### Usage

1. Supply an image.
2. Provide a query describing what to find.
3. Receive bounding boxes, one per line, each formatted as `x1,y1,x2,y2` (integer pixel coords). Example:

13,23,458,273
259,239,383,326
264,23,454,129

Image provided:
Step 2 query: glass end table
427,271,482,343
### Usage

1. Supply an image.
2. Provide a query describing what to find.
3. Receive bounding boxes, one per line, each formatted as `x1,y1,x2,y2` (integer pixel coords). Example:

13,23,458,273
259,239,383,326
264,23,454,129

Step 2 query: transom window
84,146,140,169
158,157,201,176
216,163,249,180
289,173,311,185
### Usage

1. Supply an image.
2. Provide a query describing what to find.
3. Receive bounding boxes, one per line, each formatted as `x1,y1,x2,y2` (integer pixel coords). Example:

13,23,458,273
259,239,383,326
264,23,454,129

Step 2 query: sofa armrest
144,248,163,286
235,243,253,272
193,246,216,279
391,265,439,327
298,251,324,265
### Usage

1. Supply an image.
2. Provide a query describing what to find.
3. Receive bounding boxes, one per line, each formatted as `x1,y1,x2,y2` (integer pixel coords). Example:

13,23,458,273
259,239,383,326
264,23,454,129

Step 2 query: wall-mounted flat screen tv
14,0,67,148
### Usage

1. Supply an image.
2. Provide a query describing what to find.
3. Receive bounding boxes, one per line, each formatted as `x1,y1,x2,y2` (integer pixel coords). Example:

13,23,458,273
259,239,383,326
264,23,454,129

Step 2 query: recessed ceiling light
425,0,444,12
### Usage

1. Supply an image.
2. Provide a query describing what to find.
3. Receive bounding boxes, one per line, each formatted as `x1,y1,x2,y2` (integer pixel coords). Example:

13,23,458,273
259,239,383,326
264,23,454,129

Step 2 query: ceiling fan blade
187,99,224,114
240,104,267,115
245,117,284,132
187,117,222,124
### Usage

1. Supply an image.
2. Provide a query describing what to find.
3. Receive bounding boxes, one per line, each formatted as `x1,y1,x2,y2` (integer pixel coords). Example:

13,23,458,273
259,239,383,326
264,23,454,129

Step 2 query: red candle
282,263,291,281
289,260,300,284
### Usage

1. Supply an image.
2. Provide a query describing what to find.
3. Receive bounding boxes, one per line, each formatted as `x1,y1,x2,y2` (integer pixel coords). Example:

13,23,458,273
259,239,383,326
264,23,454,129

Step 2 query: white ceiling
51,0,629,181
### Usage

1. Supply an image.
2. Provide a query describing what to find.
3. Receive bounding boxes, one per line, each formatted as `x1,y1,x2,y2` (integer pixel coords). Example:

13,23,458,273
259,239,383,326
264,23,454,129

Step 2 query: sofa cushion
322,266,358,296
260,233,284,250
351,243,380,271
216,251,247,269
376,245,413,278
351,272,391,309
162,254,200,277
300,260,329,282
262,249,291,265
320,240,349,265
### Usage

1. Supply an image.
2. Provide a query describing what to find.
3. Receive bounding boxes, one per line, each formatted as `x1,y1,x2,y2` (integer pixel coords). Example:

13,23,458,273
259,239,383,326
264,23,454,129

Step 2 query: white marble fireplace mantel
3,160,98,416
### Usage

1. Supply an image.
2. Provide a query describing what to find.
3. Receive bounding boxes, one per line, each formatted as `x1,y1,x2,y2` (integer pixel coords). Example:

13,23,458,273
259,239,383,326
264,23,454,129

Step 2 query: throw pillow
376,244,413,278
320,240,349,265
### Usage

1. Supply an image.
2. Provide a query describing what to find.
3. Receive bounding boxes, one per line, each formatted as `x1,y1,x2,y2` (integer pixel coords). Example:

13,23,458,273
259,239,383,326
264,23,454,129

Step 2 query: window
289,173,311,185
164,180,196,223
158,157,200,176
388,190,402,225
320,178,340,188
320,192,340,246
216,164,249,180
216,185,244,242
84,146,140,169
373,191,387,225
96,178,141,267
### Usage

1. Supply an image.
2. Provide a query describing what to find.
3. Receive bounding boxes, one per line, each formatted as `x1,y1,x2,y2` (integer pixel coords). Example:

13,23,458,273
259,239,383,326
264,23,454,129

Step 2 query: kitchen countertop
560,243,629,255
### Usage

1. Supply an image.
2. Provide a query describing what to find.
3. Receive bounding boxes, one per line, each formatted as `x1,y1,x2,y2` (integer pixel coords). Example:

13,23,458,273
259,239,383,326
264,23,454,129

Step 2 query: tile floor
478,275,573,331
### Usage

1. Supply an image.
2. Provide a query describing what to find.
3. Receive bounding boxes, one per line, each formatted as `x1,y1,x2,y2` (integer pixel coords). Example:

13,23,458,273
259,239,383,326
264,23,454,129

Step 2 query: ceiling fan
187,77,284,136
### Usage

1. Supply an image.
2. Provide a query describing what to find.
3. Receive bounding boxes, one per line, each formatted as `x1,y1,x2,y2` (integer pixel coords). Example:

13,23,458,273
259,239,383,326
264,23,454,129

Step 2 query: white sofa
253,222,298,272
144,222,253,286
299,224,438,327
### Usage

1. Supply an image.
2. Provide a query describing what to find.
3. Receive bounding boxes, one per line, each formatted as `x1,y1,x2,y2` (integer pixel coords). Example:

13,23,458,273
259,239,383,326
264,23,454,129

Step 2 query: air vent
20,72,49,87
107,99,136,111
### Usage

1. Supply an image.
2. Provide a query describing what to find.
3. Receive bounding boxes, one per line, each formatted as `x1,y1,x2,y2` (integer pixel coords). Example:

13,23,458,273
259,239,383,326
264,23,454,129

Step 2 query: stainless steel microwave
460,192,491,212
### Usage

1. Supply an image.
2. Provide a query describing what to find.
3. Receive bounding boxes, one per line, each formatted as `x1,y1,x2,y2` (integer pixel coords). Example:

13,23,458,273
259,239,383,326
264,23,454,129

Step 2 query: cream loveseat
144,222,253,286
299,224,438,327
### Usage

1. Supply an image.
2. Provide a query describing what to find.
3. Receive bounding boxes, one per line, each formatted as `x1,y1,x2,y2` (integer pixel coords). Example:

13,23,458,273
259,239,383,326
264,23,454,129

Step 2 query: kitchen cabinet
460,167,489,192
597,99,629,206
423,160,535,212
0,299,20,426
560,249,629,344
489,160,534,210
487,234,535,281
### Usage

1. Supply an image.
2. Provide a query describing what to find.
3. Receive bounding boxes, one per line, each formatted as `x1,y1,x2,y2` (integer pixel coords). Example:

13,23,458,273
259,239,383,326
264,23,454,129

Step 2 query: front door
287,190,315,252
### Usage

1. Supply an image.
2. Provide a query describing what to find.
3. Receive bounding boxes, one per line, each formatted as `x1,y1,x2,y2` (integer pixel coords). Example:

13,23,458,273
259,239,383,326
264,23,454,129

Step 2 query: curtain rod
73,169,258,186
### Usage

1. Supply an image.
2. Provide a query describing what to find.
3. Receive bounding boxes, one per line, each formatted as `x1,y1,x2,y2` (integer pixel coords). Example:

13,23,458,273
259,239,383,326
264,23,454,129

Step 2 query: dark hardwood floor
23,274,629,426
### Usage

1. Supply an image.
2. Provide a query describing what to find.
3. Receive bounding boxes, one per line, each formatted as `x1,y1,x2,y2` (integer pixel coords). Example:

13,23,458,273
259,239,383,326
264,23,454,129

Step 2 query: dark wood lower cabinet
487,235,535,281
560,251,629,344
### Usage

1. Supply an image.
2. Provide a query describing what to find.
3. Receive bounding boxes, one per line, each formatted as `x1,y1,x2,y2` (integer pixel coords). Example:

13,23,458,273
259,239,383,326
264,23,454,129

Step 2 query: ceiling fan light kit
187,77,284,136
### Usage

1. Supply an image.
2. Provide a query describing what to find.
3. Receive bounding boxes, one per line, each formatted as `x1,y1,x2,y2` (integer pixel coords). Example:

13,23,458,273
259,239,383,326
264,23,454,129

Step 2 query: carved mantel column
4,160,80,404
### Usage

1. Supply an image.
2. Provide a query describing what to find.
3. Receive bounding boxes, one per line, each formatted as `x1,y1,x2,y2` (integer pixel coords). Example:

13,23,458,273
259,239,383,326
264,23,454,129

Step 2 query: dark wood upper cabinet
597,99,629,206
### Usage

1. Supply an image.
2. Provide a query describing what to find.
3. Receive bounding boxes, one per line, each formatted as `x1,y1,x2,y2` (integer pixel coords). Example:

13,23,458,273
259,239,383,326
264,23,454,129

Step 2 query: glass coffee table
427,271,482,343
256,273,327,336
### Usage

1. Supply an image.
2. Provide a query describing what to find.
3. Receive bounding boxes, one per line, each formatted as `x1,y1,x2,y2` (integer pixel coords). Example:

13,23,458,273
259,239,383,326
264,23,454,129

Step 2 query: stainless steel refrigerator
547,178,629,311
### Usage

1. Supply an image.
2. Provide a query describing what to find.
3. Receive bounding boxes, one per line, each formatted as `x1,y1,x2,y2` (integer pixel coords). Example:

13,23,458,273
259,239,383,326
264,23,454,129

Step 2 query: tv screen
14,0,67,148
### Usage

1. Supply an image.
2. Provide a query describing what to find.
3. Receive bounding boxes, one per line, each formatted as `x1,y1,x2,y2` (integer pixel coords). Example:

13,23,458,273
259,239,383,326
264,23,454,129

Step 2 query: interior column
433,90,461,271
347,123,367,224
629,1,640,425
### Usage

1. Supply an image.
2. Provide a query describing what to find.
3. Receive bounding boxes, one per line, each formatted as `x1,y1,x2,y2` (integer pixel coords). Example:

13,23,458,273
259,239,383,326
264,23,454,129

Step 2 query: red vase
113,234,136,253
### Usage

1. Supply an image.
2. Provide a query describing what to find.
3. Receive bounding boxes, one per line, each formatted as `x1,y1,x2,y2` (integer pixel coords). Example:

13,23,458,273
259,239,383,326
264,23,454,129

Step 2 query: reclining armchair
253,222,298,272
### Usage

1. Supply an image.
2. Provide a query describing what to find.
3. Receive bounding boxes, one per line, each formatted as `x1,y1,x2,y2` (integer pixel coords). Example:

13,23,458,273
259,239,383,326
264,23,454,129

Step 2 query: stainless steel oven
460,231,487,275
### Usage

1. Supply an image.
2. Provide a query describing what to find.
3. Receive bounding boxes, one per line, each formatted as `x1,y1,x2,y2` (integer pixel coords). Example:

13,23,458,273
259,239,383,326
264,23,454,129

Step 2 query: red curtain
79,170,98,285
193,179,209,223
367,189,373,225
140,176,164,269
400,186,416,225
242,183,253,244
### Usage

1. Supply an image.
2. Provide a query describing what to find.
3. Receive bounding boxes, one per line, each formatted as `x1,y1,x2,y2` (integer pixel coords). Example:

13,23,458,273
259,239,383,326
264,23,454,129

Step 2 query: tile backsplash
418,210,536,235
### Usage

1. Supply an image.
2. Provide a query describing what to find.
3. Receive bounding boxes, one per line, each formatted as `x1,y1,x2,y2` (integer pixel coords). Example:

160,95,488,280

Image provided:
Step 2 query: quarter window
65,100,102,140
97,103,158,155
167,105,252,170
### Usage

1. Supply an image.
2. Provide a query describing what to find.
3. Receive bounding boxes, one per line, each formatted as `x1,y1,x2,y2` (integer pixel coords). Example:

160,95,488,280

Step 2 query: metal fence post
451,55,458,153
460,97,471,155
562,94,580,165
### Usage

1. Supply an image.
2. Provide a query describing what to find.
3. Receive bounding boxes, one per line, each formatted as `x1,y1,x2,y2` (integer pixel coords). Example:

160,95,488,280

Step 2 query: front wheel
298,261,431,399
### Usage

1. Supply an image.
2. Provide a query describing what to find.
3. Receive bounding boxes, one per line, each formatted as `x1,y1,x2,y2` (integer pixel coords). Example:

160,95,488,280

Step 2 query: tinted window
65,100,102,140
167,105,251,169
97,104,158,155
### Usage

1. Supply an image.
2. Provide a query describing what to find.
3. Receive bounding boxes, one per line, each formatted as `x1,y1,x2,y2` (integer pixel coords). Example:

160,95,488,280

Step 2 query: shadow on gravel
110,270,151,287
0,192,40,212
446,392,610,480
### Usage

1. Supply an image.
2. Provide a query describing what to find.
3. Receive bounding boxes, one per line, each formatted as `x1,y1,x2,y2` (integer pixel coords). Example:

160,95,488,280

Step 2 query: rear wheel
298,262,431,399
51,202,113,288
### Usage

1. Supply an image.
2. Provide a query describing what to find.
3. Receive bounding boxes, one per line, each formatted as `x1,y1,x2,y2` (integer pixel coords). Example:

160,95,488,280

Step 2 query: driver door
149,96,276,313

- - - -

* **Exercise goal**
Pull out every line of the entries above that contains the string "kitchen". Case matters.

* **Solution below**
Step 2 query: kitchen countertop
Step 2 query: kitchen cabinet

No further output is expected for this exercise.